Your goal = Copy every line of the material below word for word, changing nothing.

Supplied records =

* START *

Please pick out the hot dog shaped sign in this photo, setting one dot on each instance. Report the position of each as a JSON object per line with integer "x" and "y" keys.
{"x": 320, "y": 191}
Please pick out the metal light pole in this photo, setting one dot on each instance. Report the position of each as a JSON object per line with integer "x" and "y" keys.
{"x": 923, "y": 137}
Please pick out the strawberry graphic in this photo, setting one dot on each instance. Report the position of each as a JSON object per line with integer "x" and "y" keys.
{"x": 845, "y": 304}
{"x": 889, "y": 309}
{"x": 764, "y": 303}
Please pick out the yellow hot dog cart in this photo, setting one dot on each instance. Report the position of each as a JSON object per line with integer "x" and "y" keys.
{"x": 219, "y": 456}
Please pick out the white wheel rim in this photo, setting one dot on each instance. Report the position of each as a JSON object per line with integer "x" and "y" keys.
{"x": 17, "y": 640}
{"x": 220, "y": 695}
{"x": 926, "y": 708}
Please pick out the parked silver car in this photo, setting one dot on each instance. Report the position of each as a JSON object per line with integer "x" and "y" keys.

* END *

Exercise response =
Please pick out the hot dog shaped sign in this photo, setting one dot on each instance. Report the position of each as a JSON object per line with integer "x" and "y" keys.
{"x": 320, "y": 191}
Please pick out the metal light pole in this photo, setting one dot on each instance. Report the position of each as a JSON object per line with integer "x" and "y" keys.
{"x": 923, "y": 137}
Please pick out the strawberry graphic in this photo, setting one dot on each instance. Report the position of each as a JSON object per line with integer "x" and "y" keys.
{"x": 845, "y": 304}
{"x": 889, "y": 309}
{"x": 764, "y": 303}
Please pick out the yellow hot dog cart in this photo, setting one dot on each instance. Report the position of each as a JSON object per line with integer "x" and "y" keys.
{"x": 219, "y": 456}
Please pick out the white wheel rim in this photo, setting one dot on each instance. Report the position of each as a JSON object per line with integer "x" and "y" keys.
{"x": 17, "y": 640}
{"x": 220, "y": 695}
{"x": 926, "y": 708}
Please pick out the parked silver car in this photo, setting one dot on each instance. Report the position of each as a JSON object per line with integer "x" and "y" keys.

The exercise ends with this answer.